# START OF Extracted records

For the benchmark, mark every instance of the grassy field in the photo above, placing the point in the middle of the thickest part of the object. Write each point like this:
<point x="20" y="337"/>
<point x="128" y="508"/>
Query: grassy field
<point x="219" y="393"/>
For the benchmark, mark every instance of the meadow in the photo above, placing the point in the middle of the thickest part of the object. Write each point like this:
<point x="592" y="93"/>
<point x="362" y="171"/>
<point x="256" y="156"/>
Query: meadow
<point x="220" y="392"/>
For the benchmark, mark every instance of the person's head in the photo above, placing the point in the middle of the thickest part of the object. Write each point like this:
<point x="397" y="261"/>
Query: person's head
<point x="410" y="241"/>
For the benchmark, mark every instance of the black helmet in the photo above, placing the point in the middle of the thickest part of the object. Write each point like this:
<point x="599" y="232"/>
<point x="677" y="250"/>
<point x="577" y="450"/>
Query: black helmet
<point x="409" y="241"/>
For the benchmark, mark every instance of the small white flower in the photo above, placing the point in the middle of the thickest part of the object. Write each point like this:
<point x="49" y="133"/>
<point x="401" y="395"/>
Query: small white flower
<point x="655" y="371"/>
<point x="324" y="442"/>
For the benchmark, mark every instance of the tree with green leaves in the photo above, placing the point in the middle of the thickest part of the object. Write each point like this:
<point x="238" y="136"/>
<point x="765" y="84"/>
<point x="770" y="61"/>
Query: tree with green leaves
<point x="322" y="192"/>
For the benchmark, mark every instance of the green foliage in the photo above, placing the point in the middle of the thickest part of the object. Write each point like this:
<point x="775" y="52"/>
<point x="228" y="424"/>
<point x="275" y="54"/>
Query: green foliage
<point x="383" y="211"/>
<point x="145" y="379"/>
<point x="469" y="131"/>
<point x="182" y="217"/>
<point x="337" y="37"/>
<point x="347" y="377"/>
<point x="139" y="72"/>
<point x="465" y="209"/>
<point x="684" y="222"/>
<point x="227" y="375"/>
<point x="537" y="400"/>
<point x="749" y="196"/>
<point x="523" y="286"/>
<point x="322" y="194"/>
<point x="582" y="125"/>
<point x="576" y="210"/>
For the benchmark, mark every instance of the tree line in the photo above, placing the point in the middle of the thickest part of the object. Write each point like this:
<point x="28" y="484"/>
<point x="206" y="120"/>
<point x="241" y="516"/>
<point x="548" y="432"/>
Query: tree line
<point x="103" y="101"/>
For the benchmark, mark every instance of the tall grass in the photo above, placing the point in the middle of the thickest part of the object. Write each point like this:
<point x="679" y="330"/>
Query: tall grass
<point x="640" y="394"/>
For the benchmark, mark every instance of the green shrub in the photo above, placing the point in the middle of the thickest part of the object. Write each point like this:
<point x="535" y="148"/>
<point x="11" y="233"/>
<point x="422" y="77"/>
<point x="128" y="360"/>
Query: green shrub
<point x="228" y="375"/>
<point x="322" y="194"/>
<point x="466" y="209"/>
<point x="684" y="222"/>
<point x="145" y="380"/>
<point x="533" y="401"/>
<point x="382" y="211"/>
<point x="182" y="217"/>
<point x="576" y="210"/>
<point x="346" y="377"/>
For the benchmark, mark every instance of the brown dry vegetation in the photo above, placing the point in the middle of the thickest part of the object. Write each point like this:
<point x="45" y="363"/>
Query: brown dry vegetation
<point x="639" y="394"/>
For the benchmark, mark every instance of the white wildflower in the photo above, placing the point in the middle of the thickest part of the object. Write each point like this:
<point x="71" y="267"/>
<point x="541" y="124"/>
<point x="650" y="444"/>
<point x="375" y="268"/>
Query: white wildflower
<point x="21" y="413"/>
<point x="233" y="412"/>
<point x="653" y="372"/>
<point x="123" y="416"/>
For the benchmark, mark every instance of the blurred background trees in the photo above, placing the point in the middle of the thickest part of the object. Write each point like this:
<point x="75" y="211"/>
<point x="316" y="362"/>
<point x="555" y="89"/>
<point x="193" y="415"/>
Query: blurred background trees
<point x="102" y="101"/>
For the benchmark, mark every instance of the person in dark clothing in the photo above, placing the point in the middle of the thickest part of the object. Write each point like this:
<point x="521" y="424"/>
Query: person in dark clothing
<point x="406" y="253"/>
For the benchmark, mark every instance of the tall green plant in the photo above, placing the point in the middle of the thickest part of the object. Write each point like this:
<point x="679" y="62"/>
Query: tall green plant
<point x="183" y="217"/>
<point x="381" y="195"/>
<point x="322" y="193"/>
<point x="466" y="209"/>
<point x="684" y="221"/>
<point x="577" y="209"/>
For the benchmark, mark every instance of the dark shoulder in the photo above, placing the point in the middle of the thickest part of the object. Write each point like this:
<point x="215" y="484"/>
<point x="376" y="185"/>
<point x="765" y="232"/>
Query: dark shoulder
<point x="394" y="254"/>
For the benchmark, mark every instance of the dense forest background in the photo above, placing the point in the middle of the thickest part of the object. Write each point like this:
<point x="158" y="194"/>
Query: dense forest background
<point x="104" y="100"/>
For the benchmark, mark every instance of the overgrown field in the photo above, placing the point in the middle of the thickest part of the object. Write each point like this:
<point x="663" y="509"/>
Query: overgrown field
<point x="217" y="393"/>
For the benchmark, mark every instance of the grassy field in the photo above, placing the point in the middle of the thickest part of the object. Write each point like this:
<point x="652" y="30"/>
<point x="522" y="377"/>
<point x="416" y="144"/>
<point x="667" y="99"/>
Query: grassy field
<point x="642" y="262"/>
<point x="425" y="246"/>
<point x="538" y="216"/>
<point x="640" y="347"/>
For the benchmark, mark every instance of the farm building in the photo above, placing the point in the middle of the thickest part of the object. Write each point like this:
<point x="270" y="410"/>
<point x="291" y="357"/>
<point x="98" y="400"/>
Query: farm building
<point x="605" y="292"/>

# END OF Extracted records

Print again the material above, limited to the lines from the one holding "For the benchmark, mark every instance of the farm" through the last, inclusive.

§ Result of the task
For the benchmark, mark every instance of the farm building in the photo above, placing the point in the middle of the thickest part of the object. Write each point like this:
<point x="270" y="410"/>
<point x="291" y="357"/>
<point x="98" y="400"/>
Query: farm building
<point x="605" y="292"/>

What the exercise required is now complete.